Data to use:

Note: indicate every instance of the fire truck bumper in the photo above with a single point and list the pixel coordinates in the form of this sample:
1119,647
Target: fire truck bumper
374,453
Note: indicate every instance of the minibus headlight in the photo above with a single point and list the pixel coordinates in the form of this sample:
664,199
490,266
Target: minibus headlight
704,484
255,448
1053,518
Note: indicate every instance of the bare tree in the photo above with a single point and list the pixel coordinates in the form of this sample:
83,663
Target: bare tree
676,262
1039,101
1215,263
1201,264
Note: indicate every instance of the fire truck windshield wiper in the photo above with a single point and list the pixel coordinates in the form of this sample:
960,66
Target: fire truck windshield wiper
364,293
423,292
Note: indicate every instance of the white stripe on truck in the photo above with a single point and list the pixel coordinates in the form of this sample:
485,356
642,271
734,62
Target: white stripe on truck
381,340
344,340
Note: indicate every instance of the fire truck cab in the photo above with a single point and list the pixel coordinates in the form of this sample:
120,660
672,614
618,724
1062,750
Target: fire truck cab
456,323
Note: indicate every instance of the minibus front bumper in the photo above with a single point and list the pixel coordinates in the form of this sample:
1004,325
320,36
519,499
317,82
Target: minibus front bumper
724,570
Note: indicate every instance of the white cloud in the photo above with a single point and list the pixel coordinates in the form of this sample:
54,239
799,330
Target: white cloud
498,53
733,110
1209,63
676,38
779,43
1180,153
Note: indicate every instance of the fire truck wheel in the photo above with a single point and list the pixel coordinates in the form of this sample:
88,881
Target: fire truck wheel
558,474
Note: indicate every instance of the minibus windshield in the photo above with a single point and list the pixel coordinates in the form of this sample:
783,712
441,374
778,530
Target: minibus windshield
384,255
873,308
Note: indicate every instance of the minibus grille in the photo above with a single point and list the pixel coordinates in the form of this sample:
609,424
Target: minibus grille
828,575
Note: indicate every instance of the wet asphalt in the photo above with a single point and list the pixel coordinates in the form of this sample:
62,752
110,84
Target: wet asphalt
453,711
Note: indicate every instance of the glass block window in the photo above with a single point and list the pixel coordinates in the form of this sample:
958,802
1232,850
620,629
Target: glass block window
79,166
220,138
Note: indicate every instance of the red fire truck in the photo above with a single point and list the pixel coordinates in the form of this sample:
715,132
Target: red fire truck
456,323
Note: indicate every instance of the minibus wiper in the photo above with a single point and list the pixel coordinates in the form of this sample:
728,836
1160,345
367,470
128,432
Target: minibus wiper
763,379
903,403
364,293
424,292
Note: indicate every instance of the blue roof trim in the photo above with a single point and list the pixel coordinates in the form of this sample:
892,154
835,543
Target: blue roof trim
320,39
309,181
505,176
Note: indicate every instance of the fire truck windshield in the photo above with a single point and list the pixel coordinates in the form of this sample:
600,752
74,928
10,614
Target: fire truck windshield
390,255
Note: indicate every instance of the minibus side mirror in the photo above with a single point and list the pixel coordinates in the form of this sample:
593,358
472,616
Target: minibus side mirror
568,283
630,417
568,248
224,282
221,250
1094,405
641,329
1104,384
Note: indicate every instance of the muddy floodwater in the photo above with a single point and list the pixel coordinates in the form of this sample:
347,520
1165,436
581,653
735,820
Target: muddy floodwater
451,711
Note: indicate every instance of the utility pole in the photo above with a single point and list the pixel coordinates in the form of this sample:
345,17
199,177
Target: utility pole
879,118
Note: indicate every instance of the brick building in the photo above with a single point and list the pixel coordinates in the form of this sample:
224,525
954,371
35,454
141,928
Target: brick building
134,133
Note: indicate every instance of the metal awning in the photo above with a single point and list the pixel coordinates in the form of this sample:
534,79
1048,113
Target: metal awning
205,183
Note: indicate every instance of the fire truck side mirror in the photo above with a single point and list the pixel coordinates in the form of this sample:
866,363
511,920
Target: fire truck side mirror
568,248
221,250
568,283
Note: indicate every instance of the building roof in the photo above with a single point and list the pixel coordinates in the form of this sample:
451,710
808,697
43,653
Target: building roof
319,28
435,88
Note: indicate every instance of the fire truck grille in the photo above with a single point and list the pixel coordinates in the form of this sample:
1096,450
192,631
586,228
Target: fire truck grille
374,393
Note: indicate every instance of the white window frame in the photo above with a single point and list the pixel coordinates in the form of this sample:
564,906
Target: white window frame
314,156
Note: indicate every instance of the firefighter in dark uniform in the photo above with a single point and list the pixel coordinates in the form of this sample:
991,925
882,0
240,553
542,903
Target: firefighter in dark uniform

Set problem:
Extract all of the data above without altering anything.

Exercise output:
Note: indicate every instance of the fire truck bumper in the photo above with a single point and list the pixel coordinates in the form of this sample:
1119,647
Target: fire truck bumper
374,453
Note: indicate every instance of the minibus headlight in the photo above with a single point and list the pixel coordinates in the form of this sample:
664,199
490,266
Target: minibus headlight
704,484
255,448
1053,518
Note: indicate every instance of the bare tree in the photo above with a single point and list the pixel coordinates in the form of this sample:
83,663
Target: bare tree
676,262
1039,101
1215,263
1201,264
Note: indicate every instance of the fire truck windshield wiper in the photo above with a single point and list the pixel coordinates in the form of this sample:
960,66
Target: fire truck windshield wiper
364,293
423,292
Note: indicate every instance of the white stripe on truck in the photo above with a single point and list the pixel coordinates in the form of this sample:
485,356
642,271
734,62
Target: white stripe on truck
381,340
344,340
Note: indicate every instance of the fire truck cab in the photo above with a single point and list the pixel coordinates in the form of this sample:
120,660
672,614
618,724
1062,750
Target: fire truck cab
456,323
Note: indicate every instance of the minibus front bumper in the photo above with a single point and list the pixel coordinates in the form of this sample:
1004,325
320,36
519,499
317,82
Target: minibus front bumper
724,570
Note: indicate every instance of the white cloud in the photo above with a single point and list the pixel coordinates in the form of this sample:
54,239
799,330
Target: white cloud
498,53
733,110
1209,63
676,38
779,43
1180,153
Note: indicate every instance of the fire truck wheel in the photo above with a single point and list the pixel coordinates in the form of this sample:
88,881
Target: fire truck wheel
558,474
Note: indicate every instance of the minibus windshield in the photo above with a single point and list the pixel coordinates in the form of this sample:
783,712
441,374
778,530
Target: minibus windshield
384,255
873,308
Note: indicate every instance of the minibus grille in the photo above with a single point and list the pixel coordinates in the form of this sample:
609,424
Target: minibus grille
828,575
Note: indicate every instance of the wet asphalt in the photo above with a single point and list the pixel coordinates in the form of this sample:
62,752
110,84
Target: wet asphalt
453,711
Note: indicate every instance of the glass block window in the photo above with a single point and list the pixel coordinates in the form of this sample:
958,802
1232,850
620,629
Target: glass block window
79,166
220,138
Note: indicate every instance of the red fire truck in the photo above with a single point and list the pixel coordinates in the form of this sample:
715,132
Target: red fire truck
456,323
Note: indicate every instance of the minibus wiper in the photo above with a single point and list the pixel coordinates in the form of this sample:
728,836
1160,345
367,470
128,432
Target: minibus wiper
763,379
903,403
364,293
424,292
Note: indicate every instance of the blue roof trim in the photo above with a single point and list the pixel coordinates in the form of this sample:
892,154
835,543
Target: blue roof trim
320,39
309,181
505,176
Note: indicate every instance of the fire truck windshield in the photo above with a single point and list the pixel coordinates in the form of this sample:
600,752
74,928
10,614
Target: fire truck windshield
390,255
Note: indicate every instance of the minibus side mirror in the photo above with a single point and list the pixel coordinates in the form of this sample:
593,358
472,616
Target: minibus side mirror
568,283
630,417
568,248
224,282
221,250
1094,405
641,329
1104,384
Note: indicate every instance of the muddy floodwater in the photo above with a single point and list the pixel coordinates in the form of this sample:
347,520
1165,436
581,653
735,820
Target: muddy floodwater
451,711
Note: indicate every instance of the utility pole in the photo above with a single point and list the pixel coordinates in the form of this sample:
345,17
199,177
Target: utility pole
879,118
Note: indicate every instance of the brick building in the photo above with a single point and list the pixel coordinates in the form of this sample:
224,525
954,371
35,454
141,928
Target: brick building
134,133
Note: indicate every instance of the metal awning in the photo above with a single point and list the pixel coordinates in the form of this sample:
534,79
1048,113
Target: metal awning
205,183
Note: indicate every instance of the fire truck side mirror in the photo above with a single point and list the pixel coordinates in the form of this sample:
866,363
511,920
Target: fire truck side mirror
568,248
221,250
568,283
Note: indicate every instance of the building roof in the photo above with a single point and list the pixel coordinates in the form of this sample:
451,710
808,697
43,653
Target: building roof
319,28
435,88
Note: indicate every instance of the fire truck grille in the photo above with a single point and list the pixel coordinates in the form of this sample:
1096,450
192,631
586,228
Target: fire truck grille
374,393
Note: indicate every instance of the white window frame in the photo above with a single point and list the pixel coordinates in the form of this sample:
564,906
Target: white window frame
314,156
Note: indicate every instance of the firefighter in dark uniform in the photo above with a single point and list the pixel coordinates in the form of this sample:
991,925
882,0
240,553
542,903
Target: firefighter in dark uniform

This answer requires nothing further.